*Source excerpt:*
------------

This script waits for the network to be idle, ensuring all dynamic content has loaded before attempting to scrape it.


Handling Authentication with Playwright

Some websites require user authentication to access their content. Playwright can handle login forms and manage authenticated sessions.

Example: Logging into a Website:

const { chromium } = require("playwright");

(async () => {
// Launch the browser
const browser = await chromium.launch({ headless: false }); // Set headless to false to watch the automation
const page = await browser.newPage();

try {
// Go to the login page with an increased timeout
await page.goto("https://the-internet.herokuapp.com/login", {
waitUntil: "networkidle",
timeout: 60000,
});

// Fill in the username and password
await page.fill("#username", "tomsmith");
await page.fill("#password", "SuperSecretPassword!");

// Click the login button
await page.click('button[type="submit"]');

// Wait for navigation and verify the success message
await page.waitForSelector(".flash.success");

// Extract and print the success message
const successMessage = await page.$eval(".flash.success", (el) =>
el.textContent.trim()
);
console.log("Login Success Message:", successMessage);
} catch (error) {
console.error("Error:", error);
} finally {
// Close the browser
await browser.close();
}
})();

This script fills in the username and password, clicks the login button, and waits for the page to navigate before confirming a successful login.


Managing Sessions and Cookies with Playwright

When scraping websites, especially those requiring user authentication or tracking, handling cookies and sessions can significantly increase the efficiency of your scraping efforts.

Importance of Managing Sessions and Cookies in Web Scraping

  • State Management: Cookies store user preferences and session data, enabling consistent navigation as a logged-in user.
  • Avoiding Blocks: Mimic human behavior by managing sessions and cookies, reducing the risk of being flagged as a bot.

------------

Location identification items
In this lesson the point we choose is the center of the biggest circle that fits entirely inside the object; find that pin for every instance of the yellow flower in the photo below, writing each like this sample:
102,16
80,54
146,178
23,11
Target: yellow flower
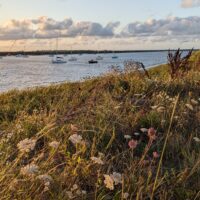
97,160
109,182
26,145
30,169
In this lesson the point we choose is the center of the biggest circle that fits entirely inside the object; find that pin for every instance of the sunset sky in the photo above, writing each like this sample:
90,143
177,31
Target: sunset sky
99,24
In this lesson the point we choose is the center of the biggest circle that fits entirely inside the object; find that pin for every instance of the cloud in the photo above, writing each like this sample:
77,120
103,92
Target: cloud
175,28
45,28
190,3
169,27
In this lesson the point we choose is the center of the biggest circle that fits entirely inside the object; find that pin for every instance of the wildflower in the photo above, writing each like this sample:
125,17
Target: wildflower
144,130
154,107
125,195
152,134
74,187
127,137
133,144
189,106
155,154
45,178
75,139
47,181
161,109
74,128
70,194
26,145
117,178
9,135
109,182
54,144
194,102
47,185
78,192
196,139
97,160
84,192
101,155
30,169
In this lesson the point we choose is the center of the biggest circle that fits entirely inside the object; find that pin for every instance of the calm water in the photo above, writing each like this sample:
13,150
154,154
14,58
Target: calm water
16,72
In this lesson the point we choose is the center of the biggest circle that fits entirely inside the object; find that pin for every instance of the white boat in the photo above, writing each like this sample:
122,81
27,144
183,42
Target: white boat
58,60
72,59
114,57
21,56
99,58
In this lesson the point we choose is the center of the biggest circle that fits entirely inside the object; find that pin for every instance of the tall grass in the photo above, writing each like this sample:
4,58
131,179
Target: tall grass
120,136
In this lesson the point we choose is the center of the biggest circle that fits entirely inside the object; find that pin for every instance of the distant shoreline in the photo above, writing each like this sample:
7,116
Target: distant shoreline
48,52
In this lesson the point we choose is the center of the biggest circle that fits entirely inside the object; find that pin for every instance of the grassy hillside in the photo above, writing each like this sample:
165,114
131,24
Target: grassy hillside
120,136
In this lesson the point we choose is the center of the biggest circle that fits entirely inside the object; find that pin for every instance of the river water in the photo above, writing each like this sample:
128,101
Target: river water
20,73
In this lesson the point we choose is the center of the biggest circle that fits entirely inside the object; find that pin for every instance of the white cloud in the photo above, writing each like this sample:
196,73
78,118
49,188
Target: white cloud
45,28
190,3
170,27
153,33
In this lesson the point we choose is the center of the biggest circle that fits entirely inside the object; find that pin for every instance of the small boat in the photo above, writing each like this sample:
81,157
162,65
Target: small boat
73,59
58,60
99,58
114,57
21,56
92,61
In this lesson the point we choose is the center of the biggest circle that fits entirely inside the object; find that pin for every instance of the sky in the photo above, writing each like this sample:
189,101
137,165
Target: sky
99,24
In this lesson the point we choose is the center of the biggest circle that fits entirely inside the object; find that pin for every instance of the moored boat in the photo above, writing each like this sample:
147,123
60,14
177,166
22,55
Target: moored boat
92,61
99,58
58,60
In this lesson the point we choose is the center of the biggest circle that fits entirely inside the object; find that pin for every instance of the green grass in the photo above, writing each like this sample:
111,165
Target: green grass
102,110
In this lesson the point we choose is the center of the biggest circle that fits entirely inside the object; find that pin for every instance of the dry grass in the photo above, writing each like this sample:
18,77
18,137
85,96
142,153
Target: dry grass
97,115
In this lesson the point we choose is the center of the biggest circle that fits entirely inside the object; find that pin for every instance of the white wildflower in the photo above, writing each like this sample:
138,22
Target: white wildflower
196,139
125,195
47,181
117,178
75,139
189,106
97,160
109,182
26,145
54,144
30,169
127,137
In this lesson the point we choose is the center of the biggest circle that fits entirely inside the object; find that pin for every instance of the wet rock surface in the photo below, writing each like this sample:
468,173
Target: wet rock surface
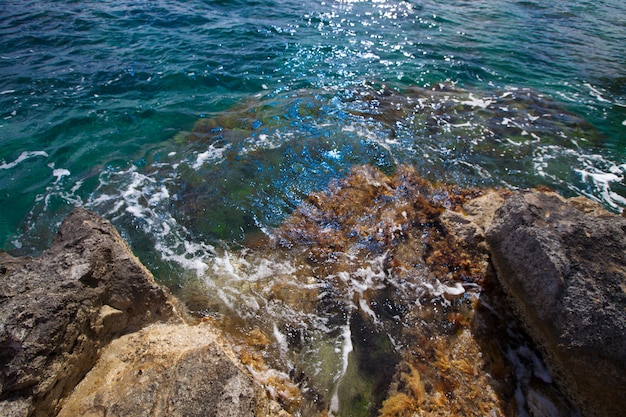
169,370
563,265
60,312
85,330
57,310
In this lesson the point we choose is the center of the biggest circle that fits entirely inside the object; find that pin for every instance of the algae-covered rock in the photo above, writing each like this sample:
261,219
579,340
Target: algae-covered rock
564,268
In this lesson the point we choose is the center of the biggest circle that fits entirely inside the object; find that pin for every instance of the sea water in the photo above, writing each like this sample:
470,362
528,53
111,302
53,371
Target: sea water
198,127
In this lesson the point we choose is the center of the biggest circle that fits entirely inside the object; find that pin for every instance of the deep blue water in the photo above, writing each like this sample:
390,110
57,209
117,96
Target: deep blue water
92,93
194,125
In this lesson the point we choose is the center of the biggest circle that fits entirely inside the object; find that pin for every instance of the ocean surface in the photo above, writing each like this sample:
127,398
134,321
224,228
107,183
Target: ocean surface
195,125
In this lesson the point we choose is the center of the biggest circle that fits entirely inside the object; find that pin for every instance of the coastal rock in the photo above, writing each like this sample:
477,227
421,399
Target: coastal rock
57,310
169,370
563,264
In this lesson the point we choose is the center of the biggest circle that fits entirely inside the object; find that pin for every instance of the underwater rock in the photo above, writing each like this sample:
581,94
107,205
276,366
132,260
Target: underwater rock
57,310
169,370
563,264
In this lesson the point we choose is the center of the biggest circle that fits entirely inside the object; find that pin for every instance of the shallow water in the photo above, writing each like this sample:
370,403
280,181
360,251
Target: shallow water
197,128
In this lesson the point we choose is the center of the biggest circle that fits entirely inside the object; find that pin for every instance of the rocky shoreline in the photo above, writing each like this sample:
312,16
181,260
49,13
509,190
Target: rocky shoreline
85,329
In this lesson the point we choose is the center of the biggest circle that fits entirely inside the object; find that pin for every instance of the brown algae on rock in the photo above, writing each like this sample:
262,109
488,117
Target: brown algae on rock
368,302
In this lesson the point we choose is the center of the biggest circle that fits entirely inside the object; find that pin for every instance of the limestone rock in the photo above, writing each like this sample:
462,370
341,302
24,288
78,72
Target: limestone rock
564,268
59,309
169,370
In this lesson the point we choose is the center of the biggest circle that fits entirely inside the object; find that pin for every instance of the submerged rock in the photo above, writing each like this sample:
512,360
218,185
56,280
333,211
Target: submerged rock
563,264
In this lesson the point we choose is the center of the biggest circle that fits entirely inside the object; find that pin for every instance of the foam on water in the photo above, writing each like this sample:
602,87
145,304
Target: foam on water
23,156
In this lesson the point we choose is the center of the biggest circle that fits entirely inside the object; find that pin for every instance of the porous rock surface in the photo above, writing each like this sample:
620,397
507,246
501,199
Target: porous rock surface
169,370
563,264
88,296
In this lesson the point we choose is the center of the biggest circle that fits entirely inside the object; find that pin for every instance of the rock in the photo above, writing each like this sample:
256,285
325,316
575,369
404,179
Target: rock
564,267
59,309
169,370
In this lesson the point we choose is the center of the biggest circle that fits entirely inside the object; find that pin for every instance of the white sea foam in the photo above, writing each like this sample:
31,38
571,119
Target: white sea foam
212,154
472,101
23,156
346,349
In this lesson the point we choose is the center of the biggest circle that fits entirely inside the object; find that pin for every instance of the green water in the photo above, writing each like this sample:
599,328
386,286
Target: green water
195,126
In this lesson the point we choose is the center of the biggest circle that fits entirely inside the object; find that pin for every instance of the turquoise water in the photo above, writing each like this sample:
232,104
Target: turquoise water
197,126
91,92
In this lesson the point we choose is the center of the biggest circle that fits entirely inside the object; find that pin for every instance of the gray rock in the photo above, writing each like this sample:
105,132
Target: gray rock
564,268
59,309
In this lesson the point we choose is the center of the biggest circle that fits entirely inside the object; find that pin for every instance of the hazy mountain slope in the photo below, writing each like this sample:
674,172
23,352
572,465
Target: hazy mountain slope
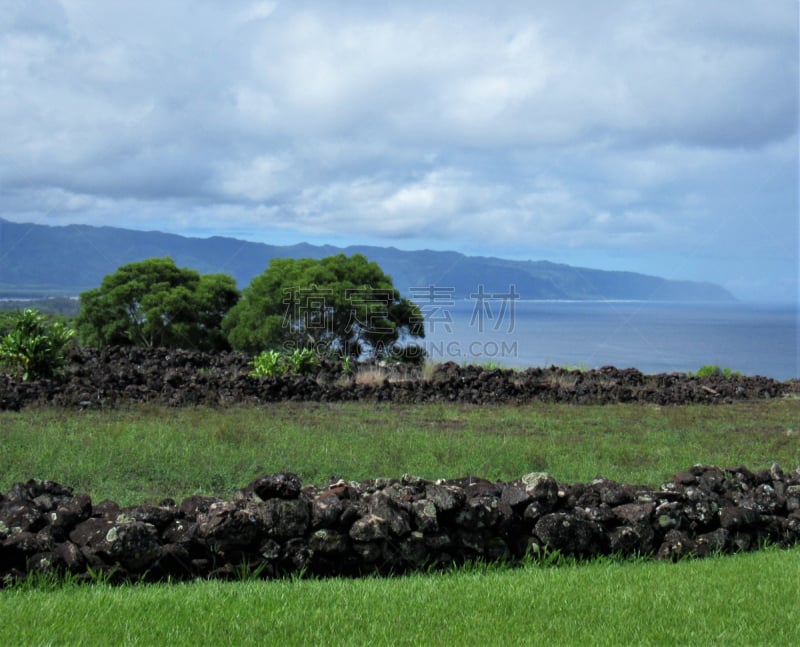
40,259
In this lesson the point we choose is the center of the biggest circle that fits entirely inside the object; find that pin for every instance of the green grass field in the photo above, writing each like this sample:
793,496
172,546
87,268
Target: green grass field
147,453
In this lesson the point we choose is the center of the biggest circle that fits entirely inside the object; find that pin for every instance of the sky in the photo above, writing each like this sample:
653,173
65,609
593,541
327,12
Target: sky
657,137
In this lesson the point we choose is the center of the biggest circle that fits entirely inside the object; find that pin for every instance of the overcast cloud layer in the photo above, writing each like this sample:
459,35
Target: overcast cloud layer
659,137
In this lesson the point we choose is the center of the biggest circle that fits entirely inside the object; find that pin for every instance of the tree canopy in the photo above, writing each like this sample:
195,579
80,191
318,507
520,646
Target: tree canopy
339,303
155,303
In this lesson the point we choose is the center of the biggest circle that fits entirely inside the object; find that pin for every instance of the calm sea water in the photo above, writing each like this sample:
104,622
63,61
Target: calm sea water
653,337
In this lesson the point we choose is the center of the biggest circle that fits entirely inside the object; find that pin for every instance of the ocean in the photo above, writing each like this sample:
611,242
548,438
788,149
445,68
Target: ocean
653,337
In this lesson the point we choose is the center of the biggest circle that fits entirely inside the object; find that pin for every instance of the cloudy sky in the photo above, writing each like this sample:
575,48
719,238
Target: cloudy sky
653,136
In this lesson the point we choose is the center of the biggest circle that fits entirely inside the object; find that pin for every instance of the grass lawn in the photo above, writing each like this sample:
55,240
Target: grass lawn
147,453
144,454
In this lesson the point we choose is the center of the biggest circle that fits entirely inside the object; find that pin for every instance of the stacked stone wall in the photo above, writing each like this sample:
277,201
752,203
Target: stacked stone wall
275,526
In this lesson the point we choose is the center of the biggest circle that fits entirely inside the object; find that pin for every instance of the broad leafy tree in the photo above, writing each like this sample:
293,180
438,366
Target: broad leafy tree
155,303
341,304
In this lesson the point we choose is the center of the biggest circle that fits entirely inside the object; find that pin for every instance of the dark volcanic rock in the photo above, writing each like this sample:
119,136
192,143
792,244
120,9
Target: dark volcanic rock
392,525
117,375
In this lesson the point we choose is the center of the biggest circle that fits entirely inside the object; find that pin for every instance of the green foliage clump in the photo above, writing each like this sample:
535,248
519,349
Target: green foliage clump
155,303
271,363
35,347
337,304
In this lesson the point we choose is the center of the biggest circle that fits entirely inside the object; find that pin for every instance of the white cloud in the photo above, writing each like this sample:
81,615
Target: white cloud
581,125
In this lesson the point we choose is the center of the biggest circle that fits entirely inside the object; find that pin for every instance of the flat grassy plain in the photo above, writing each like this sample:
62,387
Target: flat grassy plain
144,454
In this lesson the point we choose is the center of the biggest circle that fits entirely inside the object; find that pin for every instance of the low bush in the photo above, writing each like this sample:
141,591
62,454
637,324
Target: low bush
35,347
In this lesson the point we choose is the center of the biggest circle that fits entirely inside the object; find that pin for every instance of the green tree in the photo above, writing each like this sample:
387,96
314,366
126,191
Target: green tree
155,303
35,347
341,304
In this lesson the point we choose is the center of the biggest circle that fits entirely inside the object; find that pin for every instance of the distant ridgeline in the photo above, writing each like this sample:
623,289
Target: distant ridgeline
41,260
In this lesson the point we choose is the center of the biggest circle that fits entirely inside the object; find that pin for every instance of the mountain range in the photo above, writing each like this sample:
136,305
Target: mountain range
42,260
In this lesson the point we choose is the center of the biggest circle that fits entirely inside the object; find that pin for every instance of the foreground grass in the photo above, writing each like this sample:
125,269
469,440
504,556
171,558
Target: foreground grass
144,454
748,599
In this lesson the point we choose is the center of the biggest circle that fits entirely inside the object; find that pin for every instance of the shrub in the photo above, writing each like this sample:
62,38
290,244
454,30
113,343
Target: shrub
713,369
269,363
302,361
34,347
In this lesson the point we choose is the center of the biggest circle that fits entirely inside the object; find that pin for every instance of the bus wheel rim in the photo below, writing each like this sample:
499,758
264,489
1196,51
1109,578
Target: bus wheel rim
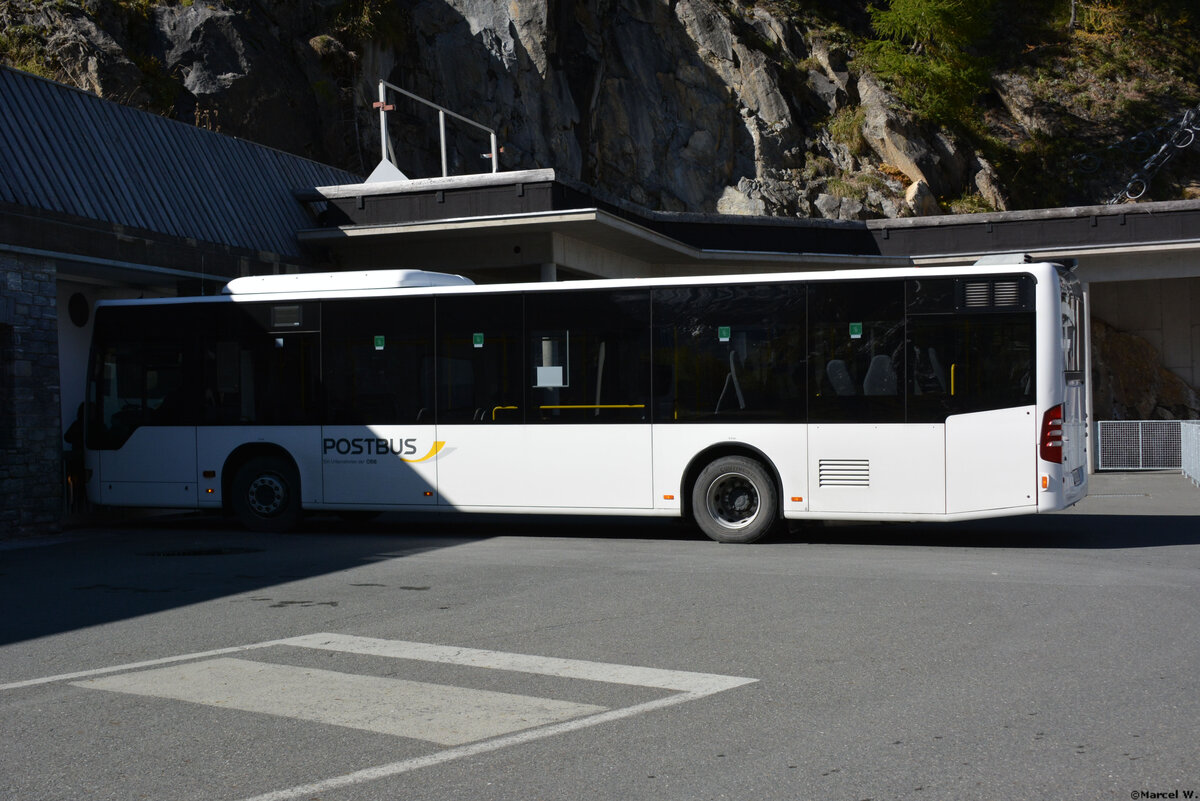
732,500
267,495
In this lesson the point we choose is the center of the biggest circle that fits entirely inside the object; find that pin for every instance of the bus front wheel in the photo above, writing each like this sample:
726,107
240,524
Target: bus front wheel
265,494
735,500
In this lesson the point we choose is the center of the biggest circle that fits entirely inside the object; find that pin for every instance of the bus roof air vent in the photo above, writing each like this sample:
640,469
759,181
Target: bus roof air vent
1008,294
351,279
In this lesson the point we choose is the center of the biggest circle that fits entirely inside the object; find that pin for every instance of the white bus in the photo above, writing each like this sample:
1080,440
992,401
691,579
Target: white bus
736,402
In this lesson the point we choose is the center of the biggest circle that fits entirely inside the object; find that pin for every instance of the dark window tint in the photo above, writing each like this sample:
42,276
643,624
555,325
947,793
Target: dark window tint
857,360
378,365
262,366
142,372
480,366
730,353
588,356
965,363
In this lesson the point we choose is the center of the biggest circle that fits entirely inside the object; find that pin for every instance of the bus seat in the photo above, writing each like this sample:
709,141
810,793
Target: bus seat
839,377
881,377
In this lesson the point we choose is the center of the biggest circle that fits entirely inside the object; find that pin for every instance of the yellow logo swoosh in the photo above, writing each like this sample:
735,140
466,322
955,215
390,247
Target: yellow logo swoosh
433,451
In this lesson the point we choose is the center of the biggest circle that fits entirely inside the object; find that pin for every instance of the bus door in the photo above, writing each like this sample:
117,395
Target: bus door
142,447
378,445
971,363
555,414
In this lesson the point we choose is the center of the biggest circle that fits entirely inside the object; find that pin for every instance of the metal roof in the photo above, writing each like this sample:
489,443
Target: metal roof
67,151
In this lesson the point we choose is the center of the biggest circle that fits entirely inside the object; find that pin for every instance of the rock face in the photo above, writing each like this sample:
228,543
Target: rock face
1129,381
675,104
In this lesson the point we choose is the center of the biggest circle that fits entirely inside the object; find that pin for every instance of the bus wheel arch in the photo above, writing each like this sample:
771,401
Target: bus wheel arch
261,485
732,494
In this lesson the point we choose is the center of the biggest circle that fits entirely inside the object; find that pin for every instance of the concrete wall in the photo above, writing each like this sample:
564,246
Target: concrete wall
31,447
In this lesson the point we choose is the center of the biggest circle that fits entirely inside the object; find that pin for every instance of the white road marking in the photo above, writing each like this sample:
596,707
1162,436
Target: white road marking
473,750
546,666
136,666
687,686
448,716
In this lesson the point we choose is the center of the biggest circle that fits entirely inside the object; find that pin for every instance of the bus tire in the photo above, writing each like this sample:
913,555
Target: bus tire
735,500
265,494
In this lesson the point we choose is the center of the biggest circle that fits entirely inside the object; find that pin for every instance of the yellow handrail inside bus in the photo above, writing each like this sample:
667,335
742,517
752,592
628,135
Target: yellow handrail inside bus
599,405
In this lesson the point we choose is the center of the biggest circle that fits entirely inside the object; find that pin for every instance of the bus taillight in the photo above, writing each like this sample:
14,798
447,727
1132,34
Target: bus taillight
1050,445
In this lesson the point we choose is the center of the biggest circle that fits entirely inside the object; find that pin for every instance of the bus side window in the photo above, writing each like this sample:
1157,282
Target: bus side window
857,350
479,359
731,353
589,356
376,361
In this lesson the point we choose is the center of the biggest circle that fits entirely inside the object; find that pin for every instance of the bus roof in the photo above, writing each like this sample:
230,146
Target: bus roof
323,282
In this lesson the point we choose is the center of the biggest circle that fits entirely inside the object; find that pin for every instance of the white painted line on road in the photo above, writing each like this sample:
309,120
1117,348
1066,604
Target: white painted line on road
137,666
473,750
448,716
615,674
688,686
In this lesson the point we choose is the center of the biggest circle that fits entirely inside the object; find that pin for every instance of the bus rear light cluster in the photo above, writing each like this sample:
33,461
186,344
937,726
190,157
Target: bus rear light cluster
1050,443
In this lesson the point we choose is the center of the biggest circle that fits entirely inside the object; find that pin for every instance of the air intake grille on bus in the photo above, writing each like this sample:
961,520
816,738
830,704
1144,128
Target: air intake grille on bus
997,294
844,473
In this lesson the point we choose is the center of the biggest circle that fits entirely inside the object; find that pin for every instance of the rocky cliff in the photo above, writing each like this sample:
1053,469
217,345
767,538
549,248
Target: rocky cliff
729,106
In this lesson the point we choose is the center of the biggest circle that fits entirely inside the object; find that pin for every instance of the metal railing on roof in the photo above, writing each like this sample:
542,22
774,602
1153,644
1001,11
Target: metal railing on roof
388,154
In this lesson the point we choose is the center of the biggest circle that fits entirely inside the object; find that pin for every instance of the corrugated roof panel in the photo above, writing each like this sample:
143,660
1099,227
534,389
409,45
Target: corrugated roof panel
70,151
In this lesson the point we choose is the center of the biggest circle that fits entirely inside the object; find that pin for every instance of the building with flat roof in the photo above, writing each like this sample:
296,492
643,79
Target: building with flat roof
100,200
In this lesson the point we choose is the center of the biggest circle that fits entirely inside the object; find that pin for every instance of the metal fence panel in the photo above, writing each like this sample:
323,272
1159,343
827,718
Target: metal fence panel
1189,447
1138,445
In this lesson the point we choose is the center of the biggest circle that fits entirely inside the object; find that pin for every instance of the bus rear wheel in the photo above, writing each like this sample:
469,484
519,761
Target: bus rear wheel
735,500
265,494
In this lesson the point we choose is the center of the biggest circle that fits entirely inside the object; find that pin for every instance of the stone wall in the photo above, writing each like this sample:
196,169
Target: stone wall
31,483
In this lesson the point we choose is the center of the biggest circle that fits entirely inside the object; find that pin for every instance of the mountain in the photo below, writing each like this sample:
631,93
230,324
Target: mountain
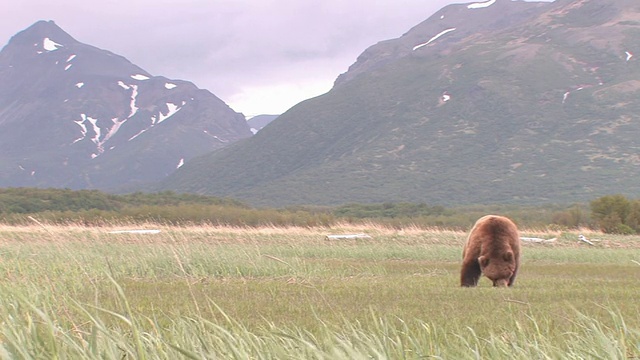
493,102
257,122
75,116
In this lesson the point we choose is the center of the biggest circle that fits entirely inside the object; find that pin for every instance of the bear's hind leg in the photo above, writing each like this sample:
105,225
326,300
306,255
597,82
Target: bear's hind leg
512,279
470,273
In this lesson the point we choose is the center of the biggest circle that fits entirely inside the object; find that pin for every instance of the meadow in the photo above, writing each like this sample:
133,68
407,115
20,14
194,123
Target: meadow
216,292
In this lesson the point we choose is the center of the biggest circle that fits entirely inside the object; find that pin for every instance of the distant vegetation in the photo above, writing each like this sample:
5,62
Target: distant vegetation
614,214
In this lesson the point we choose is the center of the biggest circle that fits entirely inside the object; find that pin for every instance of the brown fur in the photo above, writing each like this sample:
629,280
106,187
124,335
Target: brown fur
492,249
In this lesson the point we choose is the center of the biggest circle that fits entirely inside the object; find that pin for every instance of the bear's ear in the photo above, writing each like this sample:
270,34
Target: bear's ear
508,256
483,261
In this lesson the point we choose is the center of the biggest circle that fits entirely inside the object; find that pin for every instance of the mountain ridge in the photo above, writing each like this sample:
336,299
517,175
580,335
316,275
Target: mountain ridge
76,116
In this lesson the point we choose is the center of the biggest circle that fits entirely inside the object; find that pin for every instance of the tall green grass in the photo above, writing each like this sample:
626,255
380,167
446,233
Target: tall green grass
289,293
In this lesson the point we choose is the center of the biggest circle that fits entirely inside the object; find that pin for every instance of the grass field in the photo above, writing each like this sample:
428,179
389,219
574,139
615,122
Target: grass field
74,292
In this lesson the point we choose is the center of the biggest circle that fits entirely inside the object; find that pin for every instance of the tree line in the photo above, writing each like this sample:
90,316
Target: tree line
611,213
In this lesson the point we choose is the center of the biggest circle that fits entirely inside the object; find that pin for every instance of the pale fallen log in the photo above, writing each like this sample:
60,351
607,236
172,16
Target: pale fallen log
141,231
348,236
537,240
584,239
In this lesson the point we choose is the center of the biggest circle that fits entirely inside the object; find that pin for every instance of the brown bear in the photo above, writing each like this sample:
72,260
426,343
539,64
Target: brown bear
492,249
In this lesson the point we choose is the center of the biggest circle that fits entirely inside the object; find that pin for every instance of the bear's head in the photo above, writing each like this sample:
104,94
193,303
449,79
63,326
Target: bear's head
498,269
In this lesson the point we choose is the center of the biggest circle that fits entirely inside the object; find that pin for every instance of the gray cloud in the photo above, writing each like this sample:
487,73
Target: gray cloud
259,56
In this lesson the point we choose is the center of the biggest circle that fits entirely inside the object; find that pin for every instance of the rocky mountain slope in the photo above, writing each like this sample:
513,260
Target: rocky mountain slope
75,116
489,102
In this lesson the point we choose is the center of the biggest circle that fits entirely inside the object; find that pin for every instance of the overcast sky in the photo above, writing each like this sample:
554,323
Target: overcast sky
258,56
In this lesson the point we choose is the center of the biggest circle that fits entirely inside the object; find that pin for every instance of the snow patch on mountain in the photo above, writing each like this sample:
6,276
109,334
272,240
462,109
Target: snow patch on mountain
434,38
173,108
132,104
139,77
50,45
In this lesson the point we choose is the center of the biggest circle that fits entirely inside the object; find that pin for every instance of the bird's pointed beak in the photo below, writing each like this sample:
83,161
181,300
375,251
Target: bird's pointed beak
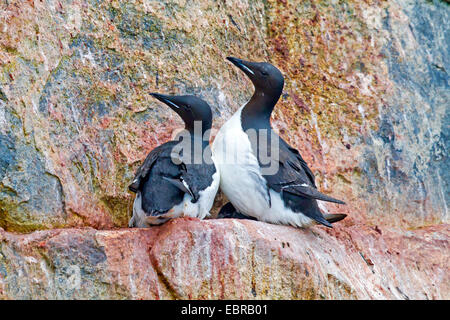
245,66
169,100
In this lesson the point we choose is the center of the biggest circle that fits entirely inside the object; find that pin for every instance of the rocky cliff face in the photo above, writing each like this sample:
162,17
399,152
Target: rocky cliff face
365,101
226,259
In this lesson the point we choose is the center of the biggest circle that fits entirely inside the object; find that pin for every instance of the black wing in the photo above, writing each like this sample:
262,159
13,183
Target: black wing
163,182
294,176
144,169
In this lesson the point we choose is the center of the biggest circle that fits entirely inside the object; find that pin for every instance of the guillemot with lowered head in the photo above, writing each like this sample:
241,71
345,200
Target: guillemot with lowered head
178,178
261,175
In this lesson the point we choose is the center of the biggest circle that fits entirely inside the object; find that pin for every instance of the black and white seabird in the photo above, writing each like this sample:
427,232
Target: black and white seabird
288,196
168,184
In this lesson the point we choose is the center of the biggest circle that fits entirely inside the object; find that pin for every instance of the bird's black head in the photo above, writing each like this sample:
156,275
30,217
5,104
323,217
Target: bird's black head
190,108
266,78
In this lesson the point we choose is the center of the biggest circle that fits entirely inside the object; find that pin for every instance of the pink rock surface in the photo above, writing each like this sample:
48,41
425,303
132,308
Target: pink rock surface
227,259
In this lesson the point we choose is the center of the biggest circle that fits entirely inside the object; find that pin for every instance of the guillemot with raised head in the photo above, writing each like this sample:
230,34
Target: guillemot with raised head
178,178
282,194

------------

*Required tasks:*
[1] Which methods are called on the `page` object in the code of the Playwright scraping text? List each one once.
[2] Carry on the Playwright scraping text, starting right after its last bullet point.

*Answers to the problems:*
[1] goto, fill, click, waitForSelector, $eval

[2]
Example: Saving and Loading Cookies:

const { chromium } = require("playwright");
const fs = require("fs");

(async () => {
const browser = await chromium.launch({ headless: false }); // Set headless to false to see the actions
const page = await browser.newPage();

// Step 1: Go to the login page and perform the login
await page.goto("https://the-internet.herokuapp.com/login", {
waitUntil: "networkidle",
});

// Fill in username and password
await page.fill("#username", "tomsmith");
await page.fill("#password", "SuperSecretPassword!");

// Click the login button
await page.click('button[type="submit"]');

// Wait for the login to complete
await page.waitForSelector(".flash.success");

// Step 2: Save the browser state (cookies, localStorage, etc.)
await page.context().storageState({ path: "state.json" });
console.log("Session saved to state.json");

// Close the browser
await browser.close();

// Step 3: Reuse the saved session for a new page
const browser2 = await chromium.launch({ headless: false });
const context = await browser2.newContext({ storageState: "state.json" });
const page2 = await context.newPage();

// Step 4: Go to a page that requires login (reusing the session)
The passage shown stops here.